#### Records supplied
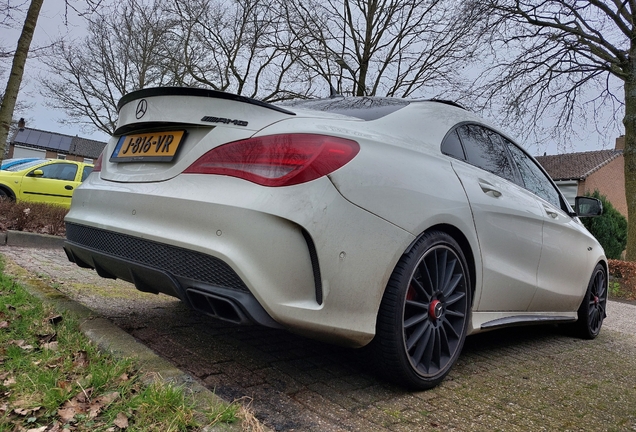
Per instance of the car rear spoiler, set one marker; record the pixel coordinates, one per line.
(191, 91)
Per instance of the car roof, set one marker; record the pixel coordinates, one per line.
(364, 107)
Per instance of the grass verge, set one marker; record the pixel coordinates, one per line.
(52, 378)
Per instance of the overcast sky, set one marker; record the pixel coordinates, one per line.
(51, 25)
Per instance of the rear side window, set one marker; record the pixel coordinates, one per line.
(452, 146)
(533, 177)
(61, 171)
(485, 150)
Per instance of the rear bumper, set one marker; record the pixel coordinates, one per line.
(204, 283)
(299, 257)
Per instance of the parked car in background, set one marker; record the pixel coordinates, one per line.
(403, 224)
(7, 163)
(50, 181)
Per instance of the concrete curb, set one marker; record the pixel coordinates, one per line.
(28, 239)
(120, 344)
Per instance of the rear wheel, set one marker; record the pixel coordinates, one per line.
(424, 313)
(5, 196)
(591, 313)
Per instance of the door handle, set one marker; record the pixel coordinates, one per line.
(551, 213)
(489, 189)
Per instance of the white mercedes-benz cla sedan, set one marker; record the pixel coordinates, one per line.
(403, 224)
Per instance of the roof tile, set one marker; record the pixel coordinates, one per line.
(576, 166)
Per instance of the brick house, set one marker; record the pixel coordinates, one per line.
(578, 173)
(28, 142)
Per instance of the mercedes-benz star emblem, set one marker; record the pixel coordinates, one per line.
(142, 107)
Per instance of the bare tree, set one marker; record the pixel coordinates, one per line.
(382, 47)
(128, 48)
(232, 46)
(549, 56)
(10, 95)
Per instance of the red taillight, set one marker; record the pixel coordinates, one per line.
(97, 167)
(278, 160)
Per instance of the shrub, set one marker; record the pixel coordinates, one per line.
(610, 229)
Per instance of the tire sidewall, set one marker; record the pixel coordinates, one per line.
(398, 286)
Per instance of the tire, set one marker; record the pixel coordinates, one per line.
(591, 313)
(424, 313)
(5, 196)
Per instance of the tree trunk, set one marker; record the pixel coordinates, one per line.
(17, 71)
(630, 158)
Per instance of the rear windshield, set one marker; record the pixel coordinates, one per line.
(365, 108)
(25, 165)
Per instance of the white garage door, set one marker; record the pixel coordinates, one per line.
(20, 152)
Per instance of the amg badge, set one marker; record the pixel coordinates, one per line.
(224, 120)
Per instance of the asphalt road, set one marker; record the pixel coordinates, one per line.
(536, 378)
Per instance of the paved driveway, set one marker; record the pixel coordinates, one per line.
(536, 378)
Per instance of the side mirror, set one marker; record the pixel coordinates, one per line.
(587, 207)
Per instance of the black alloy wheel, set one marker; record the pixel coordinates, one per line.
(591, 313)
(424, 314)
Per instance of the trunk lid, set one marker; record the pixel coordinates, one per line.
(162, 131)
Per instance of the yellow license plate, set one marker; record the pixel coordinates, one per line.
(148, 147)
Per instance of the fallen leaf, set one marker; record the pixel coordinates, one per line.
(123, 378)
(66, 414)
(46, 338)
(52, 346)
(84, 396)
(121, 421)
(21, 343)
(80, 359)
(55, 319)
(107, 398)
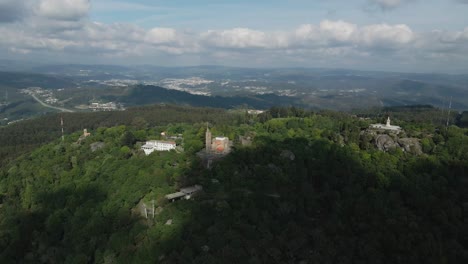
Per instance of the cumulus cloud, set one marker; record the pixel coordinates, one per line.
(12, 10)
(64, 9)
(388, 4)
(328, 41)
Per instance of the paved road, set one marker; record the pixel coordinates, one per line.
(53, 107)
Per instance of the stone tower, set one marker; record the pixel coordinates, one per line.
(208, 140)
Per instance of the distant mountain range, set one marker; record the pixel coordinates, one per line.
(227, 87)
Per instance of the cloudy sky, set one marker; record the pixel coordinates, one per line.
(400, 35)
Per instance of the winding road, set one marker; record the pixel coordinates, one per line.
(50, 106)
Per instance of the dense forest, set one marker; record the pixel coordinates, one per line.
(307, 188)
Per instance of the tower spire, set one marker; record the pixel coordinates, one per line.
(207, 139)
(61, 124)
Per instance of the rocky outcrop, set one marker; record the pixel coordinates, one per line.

#### Aim
Find the line containing "Per instance of the cumulus". Reproduce it exactly, along with every line after it through the last.

#### Exercise result
Per instance of the cumulus cloud, set one marker; record the pixel coordinates, one per line.
(12, 10)
(64, 9)
(388, 4)
(328, 41)
Per instance of the paved road, set one marker; record the pixel coordinates, one per line.
(53, 107)
Per instance of the stone tower, set one marker; record the pixel coordinates, one per line.
(208, 140)
Per instance of the distant mountain range, set one marker; record the pixel coordinates, one per line.
(227, 87)
Per instance of the cloudy sky, set one marker; record the pixel coordinates, one per line.
(400, 35)
Per instance of the winding road, set one marker; record the pixel coordinates, one per line.
(50, 106)
Per instance of the dense forest, set one marker; record the pixel coordinates, one per line.
(307, 188)
Per instance of the tower spire, set one marker; record the pixel coordinates, one per line.
(207, 139)
(61, 124)
Per instance of the rocky outcrop, set one marker; record the pixel coordinates, one per line.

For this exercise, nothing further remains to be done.